• [Instruction]:
Copy every line again, starting at the line that contains "Indicate the smiling" and stopping after the line that contains "x=183, y=72", and shift each x and y coordinate in the answers by adding 25 to it.

• [Stored data]:
╭──
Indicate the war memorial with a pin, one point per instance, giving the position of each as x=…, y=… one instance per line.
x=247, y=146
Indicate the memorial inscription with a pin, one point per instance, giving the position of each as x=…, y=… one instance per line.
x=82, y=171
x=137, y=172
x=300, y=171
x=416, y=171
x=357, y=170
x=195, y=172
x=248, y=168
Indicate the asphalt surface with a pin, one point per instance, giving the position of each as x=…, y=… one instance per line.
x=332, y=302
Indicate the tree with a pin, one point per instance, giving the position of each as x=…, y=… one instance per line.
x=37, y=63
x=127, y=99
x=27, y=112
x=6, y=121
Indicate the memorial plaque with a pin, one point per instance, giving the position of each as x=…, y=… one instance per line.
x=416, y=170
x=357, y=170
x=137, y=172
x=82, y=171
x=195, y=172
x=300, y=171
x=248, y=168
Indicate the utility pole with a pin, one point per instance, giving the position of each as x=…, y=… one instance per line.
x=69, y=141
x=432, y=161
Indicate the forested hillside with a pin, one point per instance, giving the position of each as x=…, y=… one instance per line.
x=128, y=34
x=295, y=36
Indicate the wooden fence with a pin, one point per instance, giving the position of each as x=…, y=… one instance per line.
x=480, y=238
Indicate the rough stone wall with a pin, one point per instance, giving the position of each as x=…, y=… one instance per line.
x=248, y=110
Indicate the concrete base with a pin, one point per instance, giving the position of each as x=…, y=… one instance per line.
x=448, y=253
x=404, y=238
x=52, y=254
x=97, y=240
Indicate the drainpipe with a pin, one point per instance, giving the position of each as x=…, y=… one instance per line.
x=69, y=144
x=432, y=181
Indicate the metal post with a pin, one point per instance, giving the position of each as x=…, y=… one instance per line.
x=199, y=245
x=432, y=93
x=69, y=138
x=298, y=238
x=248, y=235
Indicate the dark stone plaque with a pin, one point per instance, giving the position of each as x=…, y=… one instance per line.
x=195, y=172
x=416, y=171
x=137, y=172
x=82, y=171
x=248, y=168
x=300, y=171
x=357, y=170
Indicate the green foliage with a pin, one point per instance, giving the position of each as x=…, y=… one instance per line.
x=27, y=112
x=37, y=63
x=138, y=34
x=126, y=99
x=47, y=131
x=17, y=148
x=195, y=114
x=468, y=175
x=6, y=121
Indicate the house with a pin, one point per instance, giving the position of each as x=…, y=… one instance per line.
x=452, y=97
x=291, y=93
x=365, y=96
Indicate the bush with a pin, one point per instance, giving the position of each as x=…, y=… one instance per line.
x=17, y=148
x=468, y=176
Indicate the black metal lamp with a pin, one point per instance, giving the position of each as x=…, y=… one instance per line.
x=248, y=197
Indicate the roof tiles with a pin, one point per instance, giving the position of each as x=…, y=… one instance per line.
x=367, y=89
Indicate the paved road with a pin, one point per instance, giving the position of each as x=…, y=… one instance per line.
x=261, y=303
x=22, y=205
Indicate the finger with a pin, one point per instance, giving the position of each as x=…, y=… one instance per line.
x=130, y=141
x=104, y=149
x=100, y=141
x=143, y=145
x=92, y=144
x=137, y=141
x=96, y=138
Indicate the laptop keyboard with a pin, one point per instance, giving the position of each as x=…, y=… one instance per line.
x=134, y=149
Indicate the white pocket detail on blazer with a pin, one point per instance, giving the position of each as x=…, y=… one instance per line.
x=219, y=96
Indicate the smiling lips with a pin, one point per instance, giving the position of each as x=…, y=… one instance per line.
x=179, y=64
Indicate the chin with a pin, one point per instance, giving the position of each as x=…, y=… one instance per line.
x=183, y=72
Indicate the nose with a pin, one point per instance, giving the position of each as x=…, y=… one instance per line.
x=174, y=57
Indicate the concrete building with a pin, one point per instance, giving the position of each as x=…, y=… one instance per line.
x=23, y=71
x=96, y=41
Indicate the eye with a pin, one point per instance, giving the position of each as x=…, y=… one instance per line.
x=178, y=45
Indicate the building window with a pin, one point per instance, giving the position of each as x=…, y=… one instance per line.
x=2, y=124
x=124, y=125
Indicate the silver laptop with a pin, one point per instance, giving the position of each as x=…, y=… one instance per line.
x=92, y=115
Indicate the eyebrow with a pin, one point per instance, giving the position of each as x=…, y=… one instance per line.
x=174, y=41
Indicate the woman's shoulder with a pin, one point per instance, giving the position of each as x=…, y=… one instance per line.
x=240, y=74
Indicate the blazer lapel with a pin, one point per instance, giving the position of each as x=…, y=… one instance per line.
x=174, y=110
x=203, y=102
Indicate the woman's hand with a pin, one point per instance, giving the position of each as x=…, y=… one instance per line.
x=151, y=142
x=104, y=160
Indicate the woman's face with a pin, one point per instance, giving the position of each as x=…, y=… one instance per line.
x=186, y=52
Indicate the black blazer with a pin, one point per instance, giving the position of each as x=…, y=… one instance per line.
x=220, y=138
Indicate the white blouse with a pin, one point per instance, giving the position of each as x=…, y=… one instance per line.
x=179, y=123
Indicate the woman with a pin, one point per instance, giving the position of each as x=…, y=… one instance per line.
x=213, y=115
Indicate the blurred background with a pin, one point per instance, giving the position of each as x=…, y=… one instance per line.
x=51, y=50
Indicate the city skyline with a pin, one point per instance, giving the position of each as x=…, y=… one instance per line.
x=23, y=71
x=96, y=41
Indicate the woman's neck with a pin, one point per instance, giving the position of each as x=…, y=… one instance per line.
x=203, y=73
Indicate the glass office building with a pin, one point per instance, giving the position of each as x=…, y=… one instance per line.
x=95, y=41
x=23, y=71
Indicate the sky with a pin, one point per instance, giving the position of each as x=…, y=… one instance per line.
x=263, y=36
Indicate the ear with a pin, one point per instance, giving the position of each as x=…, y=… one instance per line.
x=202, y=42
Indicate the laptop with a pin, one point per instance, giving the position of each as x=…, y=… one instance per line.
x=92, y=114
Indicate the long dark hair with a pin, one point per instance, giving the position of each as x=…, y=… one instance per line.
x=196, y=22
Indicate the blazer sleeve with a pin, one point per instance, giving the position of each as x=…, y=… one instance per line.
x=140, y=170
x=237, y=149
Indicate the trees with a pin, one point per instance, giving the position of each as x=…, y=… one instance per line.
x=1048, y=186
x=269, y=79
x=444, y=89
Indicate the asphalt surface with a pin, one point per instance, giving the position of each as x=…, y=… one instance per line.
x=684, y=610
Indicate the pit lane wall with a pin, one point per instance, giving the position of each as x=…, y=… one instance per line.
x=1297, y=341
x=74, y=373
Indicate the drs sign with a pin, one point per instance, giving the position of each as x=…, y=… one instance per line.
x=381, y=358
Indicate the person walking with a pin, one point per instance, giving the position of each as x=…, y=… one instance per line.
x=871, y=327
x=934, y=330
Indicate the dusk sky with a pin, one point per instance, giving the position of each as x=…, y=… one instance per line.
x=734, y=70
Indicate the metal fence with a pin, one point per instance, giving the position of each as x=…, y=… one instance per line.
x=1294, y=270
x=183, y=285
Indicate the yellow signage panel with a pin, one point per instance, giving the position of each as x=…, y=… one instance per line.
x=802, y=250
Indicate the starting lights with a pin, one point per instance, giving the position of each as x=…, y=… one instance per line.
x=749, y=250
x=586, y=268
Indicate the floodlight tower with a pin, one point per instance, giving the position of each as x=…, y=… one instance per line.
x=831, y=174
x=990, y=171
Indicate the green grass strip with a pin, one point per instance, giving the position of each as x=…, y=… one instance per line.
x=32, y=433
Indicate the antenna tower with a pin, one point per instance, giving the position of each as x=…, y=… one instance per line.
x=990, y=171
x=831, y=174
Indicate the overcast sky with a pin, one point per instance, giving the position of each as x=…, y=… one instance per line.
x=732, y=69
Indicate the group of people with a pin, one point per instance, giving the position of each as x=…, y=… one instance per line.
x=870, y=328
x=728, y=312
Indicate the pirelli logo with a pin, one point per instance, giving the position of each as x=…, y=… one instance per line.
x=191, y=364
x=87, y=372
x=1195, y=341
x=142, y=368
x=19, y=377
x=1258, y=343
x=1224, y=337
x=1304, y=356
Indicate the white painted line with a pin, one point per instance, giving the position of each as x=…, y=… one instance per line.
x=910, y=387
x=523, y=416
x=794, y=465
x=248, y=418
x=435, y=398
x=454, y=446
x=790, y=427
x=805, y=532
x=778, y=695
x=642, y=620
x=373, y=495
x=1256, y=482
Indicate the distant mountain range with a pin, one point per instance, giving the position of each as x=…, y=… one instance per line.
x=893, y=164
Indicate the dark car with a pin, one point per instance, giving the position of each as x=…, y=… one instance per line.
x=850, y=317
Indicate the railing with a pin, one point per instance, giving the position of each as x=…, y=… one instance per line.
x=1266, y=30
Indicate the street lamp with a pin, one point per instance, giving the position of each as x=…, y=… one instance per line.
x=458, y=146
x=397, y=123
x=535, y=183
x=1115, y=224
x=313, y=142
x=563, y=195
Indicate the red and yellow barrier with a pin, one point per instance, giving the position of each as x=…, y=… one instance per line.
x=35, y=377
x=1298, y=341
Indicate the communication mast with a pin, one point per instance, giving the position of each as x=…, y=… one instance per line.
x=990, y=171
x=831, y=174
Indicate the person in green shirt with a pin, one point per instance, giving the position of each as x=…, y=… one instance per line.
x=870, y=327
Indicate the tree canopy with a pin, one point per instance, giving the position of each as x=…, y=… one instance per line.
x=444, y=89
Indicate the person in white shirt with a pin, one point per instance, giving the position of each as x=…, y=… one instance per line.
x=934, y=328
╰──
• [Response below]:
Indicate the smiling lips with a pin, one point per instance, giving the position of each as x=…, y=… one instance per line.
x=204, y=89
Indicate the chin with a pin, one point per instance, giving the position of each as x=…, y=… one instance per line.
x=208, y=97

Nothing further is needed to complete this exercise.